[BEGIN Extracted records]
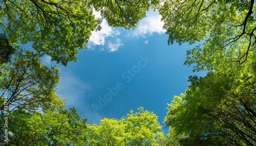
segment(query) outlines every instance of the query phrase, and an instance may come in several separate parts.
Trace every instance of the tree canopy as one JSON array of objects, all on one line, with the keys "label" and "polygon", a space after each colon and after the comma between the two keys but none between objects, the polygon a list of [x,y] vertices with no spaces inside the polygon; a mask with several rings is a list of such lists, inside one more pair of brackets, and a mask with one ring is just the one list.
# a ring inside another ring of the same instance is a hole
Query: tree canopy
[{"label": "tree canopy", "polygon": [[163,136],[157,116],[138,108],[120,120],[104,118],[90,126],[88,145],[159,145]]},{"label": "tree canopy", "polygon": [[163,1],[159,7],[168,43],[201,45],[187,51],[185,64],[212,70],[227,62],[241,65],[255,52],[254,1]]},{"label": "tree canopy", "polygon": [[[1,65],[0,69],[0,89],[8,90],[6,105],[10,107],[9,112],[17,108],[35,111],[57,104],[55,91],[60,80],[58,68],[44,66],[40,58],[30,51],[19,49],[12,59]],[[0,96],[0,110],[5,106],[4,93]]]}]

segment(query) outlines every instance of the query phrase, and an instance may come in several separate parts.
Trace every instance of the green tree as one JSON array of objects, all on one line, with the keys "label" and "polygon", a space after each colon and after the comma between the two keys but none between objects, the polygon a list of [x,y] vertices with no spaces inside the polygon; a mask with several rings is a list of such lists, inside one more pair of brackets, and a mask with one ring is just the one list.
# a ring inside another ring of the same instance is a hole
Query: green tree
[{"label": "green tree", "polygon": [[0,64],[10,61],[11,57],[15,51],[8,41],[7,36],[0,33]]},{"label": "green tree", "polygon": [[228,66],[204,78],[190,77],[185,94],[168,104],[165,122],[180,144],[256,144],[255,61]]},{"label": "green tree", "polygon": [[101,12],[109,25],[114,27],[135,28],[142,18],[146,16],[146,11],[155,8],[159,1],[96,0],[91,1],[92,5]]},{"label": "green tree", "polygon": [[[4,127],[4,113],[1,112],[1,127]],[[80,118],[75,108],[70,108],[69,112],[62,108],[56,107],[42,113],[28,112],[18,109],[8,115],[9,143],[4,142],[4,130],[2,128],[0,144],[84,145],[87,140],[86,121],[87,119]]]},{"label": "green tree", "polygon": [[[194,70],[217,69],[226,62],[241,65],[255,52],[254,1],[163,1],[158,9],[168,43],[193,44],[185,64]],[[233,65],[233,64],[232,64]]]},{"label": "green tree", "polygon": [[11,44],[32,42],[39,54],[66,65],[86,47],[98,20],[87,1],[0,1],[0,28]]},{"label": "green tree", "polygon": [[127,143],[123,120],[103,118],[99,125],[93,124],[88,129],[87,145],[125,145]]},{"label": "green tree", "polygon": [[142,107],[139,112],[131,110],[124,117],[125,133],[129,145],[158,145],[156,139],[162,136],[162,129],[158,116],[152,112],[144,111]]},{"label": "green tree", "polygon": [[11,44],[32,43],[38,55],[67,65],[86,48],[91,32],[100,20],[93,10],[113,27],[134,28],[159,1],[1,0],[0,29]]},{"label": "green tree", "polygon": [[153,112],[138,108],[120,120],[104,118],[89,127],[88,145],[159,145],[164,134]]},{"label": "green tree", "polygon": [[[36,54],[20,50],[11,62],[1,65],[0,89],[8,90],[9,112],[17,108],[43,110],[59,102],[55,94],[59,69],[44,66]],[[5,106],[3,95],[0,96],[0,110]]]}]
[END Extracted records]
● Objective: Convert all the rows above into a Markdown table with two columns, Line and Content, numbering each line in order and skipping blank lines. Leave the pictures out.

● The answer:
| Line | Content |
|---|---|
| 1 | segment(query) outlines every instance of the query phrase, and an instance may come in several separate parts. |
| 2 | Trace every instance of the tree canopy as one JSON array of objects, all on one line, with the keys "label" and "polygon", a space after each colon and after the comma between the two keys but none between objects, the polygon a list of [x,y] vertices with no spaces inside the polygon; a mask with several rings is a list of such lists, inside one more pair of brackets, and a mask with one ring is just the one list. |
| 3 | # a ring inside another ring of the same instance is a hole |
| 4 | Query: tree canopy |
| 5 | [{"label": "tree canopy", "polygon": [[163,136],[157,116],[138,108],[120,120],[104,118],[90,126],[88,145],[159,145]]},{"label": "tree canopy", "polygon": [[163,1],[159,7],[168,43],[201,45],[187,51],[185,64],[212,70],[227,62],[241,65],[255,52],[254,1]]},{"label": "tree canopy", "polygon": [[[1,65],[0,69],[0,89],[8,90],[6,105],[10,107],[9,112],[17,108],[35,111],[57,104],[55,91],[60,80],[58,68],[44,66],[40,58],[30,51],[19,49],[12,59]],[[0,96],[0,110],[5,106],[4,93]]]}] |
| 6 | segment(query) outlines every instance of the query phrase, and an instance may come in several separate parts. |
| 7 | Trace every instance of the green tree as one JSON array of objects, all on one line, with the keys "label" and "polygon", a space after each colon and after the comma between the two keys but none between objects, the polygon a list of [x,y] vertices with no spaces inside the polygon; a mask with several rings is a list of such lists, inside one more pair of brackets, and a mask with one ring is just the one list. |
| 8 | # a ring inside another ring of the same instance is a hole |
| 9 | Query: green tree |
| 10 | [{"label": "green tree", "polygon": [[0,64],[10,61],[11,57],[15,51],[8,41],[7,36],[0,33]]},{"label": "green tree", "polygon": [[228,66],[204,78],[190,77],[185,94],[168,104],[165,122],[180,144],[256,144],[255,61]]},{"label": "green tree", "polygon": [[101,12],[109,25],[114,27],[135,28],[142,18],[146,16],[146,11],[155,8],[159,1],[96,0],[91,1],[92,5]]},{"label": "green tree", "polygon": [[[4,127],[4,113],[1,112],[1,127]],[[80,118],[75,108],[70,108],[69,112],[62,108],[56,107],[42,113],[28,112],[18,109],[8,115],[9,143],[4,142],[4,130],[2,128],[0,144],[84,145],[87,140],[86,121],[87,119]]]},{"label": "green tree", "polygon": [[[194,70],[217,69],[226,62],[241,65],[255,52],[254,1],[163,1],[158,9],[168,43],[193,44],[185,64]],[[233,65],[233,64],[232,64]]]},{"label": "green tree", "polygon": [[11,44],[32,42],[39,54],[66,65],[86,47],[98,20],[87,1],[0,1],[0,28]]},{"label": "green tree", "polygon": [[127,143],[123,120],[103,118],[99,125],[93,124],[88,129],[87,145],[125,145]]},{"label": "green tree", "polygon": [[142,107],[139,112],[131,110],[124,117],[125,133],[129,145],[158,145],[156,139],[162,136],[162,129],[158,116],[152,112],[144,111]]},{"label": "green tree", "polygon": [[11,44],[32,43],[38,55],[67,65],[86,48],[91,32],[100,20],[93,10],[113,27],[134,28],[159,1],[1,0],[0,29]]},{"label": "green tree", "polygon": [[153,112],[138,108],[120,120],[104,118],[89,127],[88,145],[159,145],[164,134]]},{"label": "green tree", "polygon": [[[36,54],[20,50],[11,62],[1,65],[0,89],[8,90],[9,112],[17,108],[43,110],[59,102],[55,94],[59,69],[44,66]],[[5,106],[3,95],[0,96],[0,110]]]}] |